PROBLEM DETAILS: Select all lines in the records that include "below".

RECORDS FOR PROCESSING:
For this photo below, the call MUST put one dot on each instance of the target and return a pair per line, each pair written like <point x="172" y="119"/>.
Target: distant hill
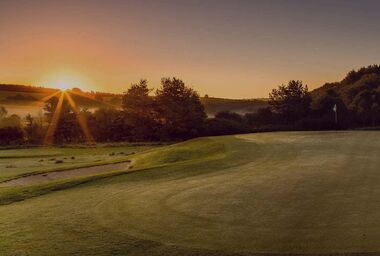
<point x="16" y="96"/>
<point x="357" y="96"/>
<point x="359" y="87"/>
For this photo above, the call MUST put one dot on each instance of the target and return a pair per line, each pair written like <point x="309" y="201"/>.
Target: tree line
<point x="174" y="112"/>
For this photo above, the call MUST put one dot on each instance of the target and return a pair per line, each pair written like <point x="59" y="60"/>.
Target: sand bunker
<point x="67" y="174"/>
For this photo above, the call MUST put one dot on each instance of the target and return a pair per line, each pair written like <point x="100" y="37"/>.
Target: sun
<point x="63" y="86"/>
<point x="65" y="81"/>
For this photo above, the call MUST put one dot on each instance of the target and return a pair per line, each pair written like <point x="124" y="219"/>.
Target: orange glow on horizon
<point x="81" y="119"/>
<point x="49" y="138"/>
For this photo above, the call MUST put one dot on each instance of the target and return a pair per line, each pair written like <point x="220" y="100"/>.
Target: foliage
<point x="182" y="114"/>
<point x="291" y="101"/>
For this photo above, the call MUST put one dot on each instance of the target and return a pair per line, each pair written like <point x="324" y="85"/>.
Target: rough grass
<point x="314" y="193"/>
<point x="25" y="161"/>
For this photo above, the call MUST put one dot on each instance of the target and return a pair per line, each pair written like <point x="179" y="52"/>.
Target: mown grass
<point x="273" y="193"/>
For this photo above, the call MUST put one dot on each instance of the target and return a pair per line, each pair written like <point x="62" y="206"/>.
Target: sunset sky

---

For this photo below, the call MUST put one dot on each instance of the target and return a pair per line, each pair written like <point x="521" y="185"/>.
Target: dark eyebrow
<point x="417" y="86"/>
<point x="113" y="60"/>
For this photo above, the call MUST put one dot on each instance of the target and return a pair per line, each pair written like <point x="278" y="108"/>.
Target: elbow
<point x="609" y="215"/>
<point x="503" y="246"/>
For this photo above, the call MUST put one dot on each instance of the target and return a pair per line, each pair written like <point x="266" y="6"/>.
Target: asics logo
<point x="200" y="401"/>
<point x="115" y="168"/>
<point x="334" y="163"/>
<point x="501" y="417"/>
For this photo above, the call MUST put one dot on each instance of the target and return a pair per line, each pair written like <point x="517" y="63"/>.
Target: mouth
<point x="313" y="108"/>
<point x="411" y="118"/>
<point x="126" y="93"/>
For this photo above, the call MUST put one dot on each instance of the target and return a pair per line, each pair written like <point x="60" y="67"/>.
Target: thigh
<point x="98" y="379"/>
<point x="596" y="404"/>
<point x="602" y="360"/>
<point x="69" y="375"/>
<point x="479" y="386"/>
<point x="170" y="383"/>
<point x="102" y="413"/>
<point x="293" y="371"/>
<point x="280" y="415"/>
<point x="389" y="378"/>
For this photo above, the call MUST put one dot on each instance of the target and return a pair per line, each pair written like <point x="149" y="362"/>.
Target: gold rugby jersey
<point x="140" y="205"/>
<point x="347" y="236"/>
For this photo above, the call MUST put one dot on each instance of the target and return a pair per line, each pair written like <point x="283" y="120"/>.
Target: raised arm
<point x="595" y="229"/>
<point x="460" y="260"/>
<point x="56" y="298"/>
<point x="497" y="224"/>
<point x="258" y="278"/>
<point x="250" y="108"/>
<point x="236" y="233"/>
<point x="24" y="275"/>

RESPONSE:
For this photo below, the call MUST put one dot on each instance of the target and return a pair per line, each pair written like <point x="172" y="119"/>.
For this photo below, the call MUST put one dot on each instance of the target and return a pair per line, each pair written like <point x="521" y="185"/>.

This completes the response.